*Source*:
- - -
As the space shuttle Discovery is decommissioned and retired from service, it is time that the government of the United States rethink the role that government has to play in the future of space exploration. The reason for this is that it is necessary to contemplate whether the resources that have been and will be allocated to the space program has been worth the output it has produced. Despite all of the praise that has been heaped on the National Aeronautics and Space Administration (NASA) for the past decades, it is clear that its output is the subject of hype and that it has also been an organization that has been imprudent in its utilization of resources. If there is to be future progress in space exploration, then what needs to happen is not sending highly specialized, billion-dollar missions into space for the curiosity of scientists and welfare for the aerospace industry.
Instead, what must happen is a dramatic decrease in the costs in order for mankind to have any future in space and this is a task of economizing resources that is best left to the free market.
For the past three decades after the end of the Apollo missions in 1972, NASA has existed in a state without a clear objective to accomplish and has instead existed in a nostalgic limbo. Indeed, much of NASA has served as welfare to the post-Apollo aerospace industry as insignificant missions that are sent in and out of Earth’s atmosphere with much fanfare. This has had the result of merely keeping the aerospace industry alive, but little innovation has occurred. While the scientific gadgets that are hurdled into space may have become smaller and more advanced, the most important feature of the space program: the costs of getting payload beyond the grasp of Earth’s gravity, has yet to reach economical levels. Instead, despite the fact that NASA lives off of the reputation of blazing the trail for future activity in space, ever since the breakthrough of the Saturn rockets, it has yet to make real a more cost-effective means of launching into space.
On the face of it, this may seem like an obtuse and excessively critical view of NASA. Of course, critics of this judgment would bring to the table projects like the International Space Station or the Hubble Space Telescope. While the Hubble Telescope may be of great use to astronomy, astrophysics and cosmology, it has not only been beset by technical issues since its launch, but it is not clear-cut whether its advantages over Earth-bound observatories warrant its costs. The ISS is almost a complete waste of money on a project that is more a post-Cold War make-up hug between the space programs of Russia and the United States than a project that has any utility, or even relevance, to humanity’s supposed future in space. In addition, NASA is also heavily politicized, first serving the interests of politicians in Congress and then space exploration. Evidence for this is that even though solid rocket boosters for the space shuttle were the least preferred means of propulsion from an engineering perspective, among other things a solid fuel booster can never be shut down once started unlike other types of fuel, it was chosen because it was produced by a company in Sen. Orrin Hatch’s (R-Utah) state.
Without a doubt, the space program has been the beneficiary of both a wave of hype ever since the American government thought it was critical to land a gadget made in America on the moon before a gadget made in the USSR was as well as low expectations from the general public. The public seems content to watch missions be launched into space, or even lost (need I mention the recent loss of a $424-million mission earlier this month), with little accountability for either how they use resources or whether their goals are even worth pursuing. The space program, despite the fact it may be the pet program of many, is not sacrosanct.
Eventually, all talk about NASA and the future role of government in space exploration must come down to a judgment regarding whether a bureaucracy put in place by the government is the best means of attaining the ends desired. Here, there can be only an unequivocal answer: no.
- - -
*Instructions to follow*: According to the opinion piece on NASA, why were solid rocket boosters chosen for the space shuttle? The data that comes next has no connection to the opinion piece on NASA.
- - -
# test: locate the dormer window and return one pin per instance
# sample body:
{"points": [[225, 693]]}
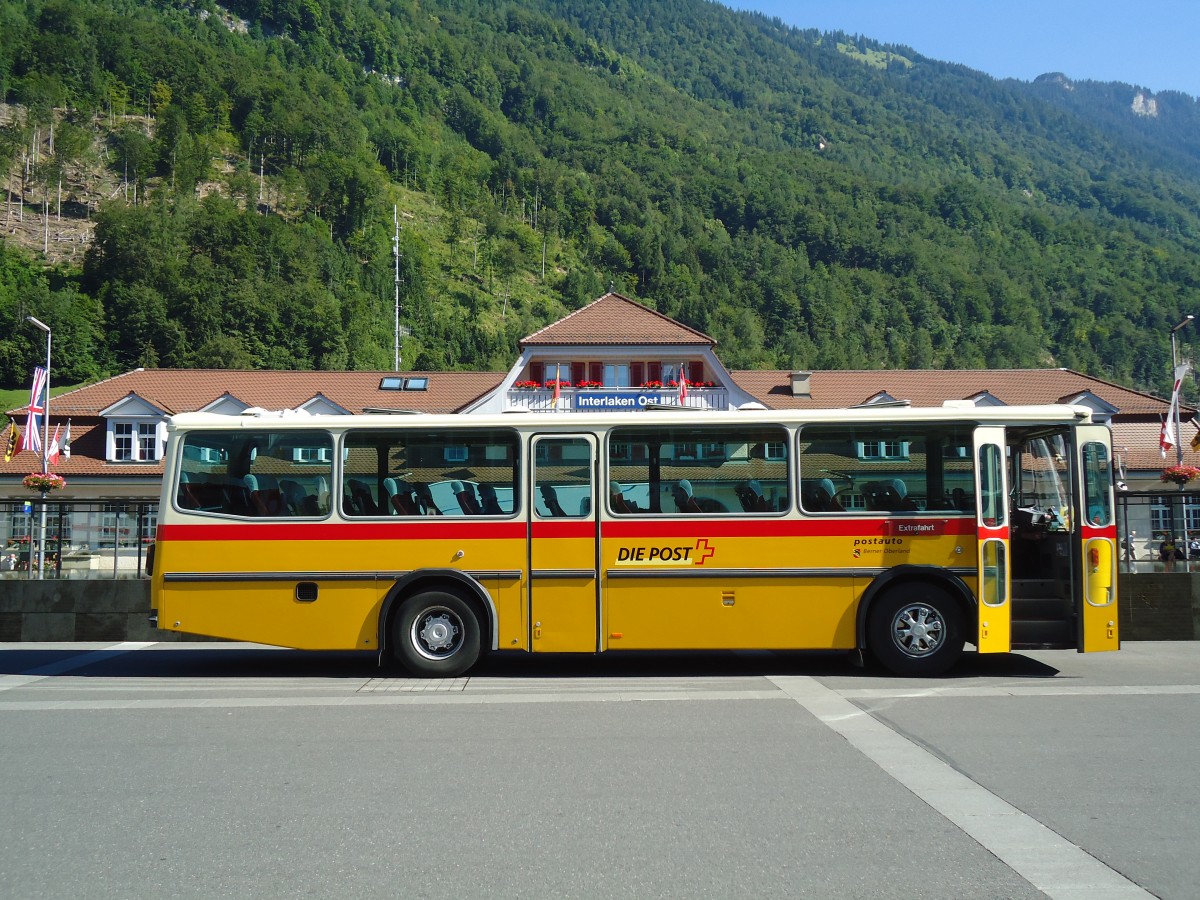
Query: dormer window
{"points": [[135, 442]]}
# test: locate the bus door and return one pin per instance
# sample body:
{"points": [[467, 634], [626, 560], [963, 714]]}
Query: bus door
{"points": [[563, 583], [1096, 591], [991, 535]]}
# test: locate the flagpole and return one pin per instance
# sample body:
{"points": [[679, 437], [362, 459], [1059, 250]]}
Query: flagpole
{"points": [[1175, 371], [46, 449]]}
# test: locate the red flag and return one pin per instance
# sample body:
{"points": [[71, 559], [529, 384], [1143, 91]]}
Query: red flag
{"points": [[10, 441], [53, 456], [33, 425]]}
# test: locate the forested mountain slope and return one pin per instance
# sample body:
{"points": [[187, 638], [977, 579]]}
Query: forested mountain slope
{"points": [[810, 201]]}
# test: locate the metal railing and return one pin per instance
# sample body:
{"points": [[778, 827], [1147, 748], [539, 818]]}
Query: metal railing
{"points": [[83, 540], [1158, 531]]}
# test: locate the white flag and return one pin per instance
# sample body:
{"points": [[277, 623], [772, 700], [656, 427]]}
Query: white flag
{"points": [[53, 455], [1167, 438]]}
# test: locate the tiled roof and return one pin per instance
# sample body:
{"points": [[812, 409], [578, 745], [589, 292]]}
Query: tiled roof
{"points": [[174, 390], [930, 388], [1135, 427], [1135, 444], [616, 319], [177, 390]]}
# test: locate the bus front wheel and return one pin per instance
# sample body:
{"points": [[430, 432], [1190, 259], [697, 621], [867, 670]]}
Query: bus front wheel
{"points": [[436, 634], [916, 629]]}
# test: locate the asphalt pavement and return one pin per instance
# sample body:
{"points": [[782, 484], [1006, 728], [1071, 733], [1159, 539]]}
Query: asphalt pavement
{"points": [[205, 769]]}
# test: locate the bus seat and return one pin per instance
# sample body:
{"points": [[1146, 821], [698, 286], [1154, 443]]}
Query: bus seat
{"points": [[263, 501], [683, 497], [361, 499], [901, 489], [550, 497], [489, 501], [814, 498], [294, 497], [186, 497], [750, 497], [400, 497], [425, 499], [880, 497], [617, 498], [466, 496]]}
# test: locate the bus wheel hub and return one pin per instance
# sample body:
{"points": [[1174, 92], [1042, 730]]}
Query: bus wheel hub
{"points": [[438, 633]]}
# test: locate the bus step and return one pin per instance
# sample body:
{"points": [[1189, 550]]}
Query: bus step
{"points": [[1035, 587], [1039, 607], [1032, 634]]}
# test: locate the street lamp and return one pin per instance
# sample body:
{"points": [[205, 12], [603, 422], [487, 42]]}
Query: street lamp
{"points": [[1175, 366], [46, 448], [1183, 322]]}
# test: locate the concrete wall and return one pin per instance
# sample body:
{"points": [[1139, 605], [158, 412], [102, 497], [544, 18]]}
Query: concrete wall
{"points": [[1153, 607], [1159, 607], [77, 610]]}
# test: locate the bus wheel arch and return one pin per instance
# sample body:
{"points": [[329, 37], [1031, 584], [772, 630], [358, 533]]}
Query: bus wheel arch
{"points": [[436, 625], [916, 622]]}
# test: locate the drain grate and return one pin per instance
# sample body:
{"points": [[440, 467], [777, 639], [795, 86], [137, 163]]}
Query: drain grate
{"points": [[413, 685]]}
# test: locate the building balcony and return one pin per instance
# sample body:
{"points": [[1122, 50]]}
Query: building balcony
{"points": [[613, 400]]}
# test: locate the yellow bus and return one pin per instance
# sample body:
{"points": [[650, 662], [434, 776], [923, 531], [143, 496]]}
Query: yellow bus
{"points": [[898, 533]]}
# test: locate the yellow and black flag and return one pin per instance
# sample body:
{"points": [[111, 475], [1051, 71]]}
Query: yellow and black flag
{"points": [[10, 442]]}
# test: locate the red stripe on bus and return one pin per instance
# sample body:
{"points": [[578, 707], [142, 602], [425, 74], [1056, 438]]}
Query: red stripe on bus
{"points": [[424, 529], [791, 528], [509, 529], [586, 528]]}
- - -
*Final answer*: They were chosen because they were produced by a company in Sen. Orrin Hatch's (R-Utah) state.